> [Short exercise]
Please reproduce, word for word and with nothing else, the lines of the listing below from the line containing "the man's hand" through the line containing "hijab with a single point, one per instance.", including both of those lines.

Source data:
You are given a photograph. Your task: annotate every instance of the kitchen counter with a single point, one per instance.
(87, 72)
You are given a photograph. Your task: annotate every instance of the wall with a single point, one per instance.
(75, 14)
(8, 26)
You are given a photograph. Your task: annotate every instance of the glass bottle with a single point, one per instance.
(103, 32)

...

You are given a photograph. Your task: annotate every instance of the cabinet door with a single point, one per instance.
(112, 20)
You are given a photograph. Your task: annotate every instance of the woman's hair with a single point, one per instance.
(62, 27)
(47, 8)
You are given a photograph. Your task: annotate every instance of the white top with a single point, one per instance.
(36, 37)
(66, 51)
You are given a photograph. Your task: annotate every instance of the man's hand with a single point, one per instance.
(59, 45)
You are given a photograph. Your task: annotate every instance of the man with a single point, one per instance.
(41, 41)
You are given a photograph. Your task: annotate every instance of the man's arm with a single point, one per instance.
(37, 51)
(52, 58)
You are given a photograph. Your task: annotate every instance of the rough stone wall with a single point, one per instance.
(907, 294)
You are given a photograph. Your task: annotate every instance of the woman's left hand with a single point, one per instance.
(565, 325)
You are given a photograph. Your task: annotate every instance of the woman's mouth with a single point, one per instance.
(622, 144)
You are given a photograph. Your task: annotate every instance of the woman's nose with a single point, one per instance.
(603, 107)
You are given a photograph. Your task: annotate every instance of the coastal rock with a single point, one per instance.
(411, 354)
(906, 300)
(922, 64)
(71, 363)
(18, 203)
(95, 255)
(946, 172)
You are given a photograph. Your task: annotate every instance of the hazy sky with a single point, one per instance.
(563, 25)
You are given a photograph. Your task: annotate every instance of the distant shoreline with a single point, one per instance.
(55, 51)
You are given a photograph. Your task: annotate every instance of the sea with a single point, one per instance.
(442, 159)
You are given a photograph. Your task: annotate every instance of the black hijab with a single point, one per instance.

---

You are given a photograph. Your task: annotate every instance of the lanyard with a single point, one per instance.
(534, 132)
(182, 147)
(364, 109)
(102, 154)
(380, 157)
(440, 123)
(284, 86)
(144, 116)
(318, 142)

> [Task output]
You are given a photograph. Your task: annotate every instance of the man's hand with a single point, one per instance.
(59, 45)
You are given a photograph. Your task: annotate every instance of the man with a single point, one per instance.
(41, 41)
You are given a photograph. Your task: annotate every instance of the man's arm with a single point, one per instance.
(37, 51)
(52, 58)
You are given a photograph. Your task: annotate every instance of the rough stone wall with a single point, one per instance.
(907, 294)
You are given a photograph. Your task: annotate every instance of the woman's left hand with a single point, one per instance.
(565, 325)
You are given a photograph. Your task: annotate every instance of the woman's mouth with a single point, one per instance.
(622, 144)
You are given a photograph. Your task: annotate every instance of the woman's nose with a single point, one per instance.
(603, 107)
You are given a photograph. Your task: annotate every instance of the coastal rock with a single point, one per instance.
(411, 354)
(906, 300)
(922, 64)
(71, 363)
(18, 203)
(95, 255)
(946, 172)
You are given a photograph. Your task: annotate every instance of the hazy sky with a single point, one per instance.
(563, 25)
You are given a photograph. Your task: annotate every instance of the distant shoreline with a single point, one per instance.
(55, 51)
You are given a photograph. Your task: annotate every instance of the sea with a single point, one per instance.
(442, 159)
You are given a photograph. Your task: annotate every instance of the black hijab with a single point, one per instance.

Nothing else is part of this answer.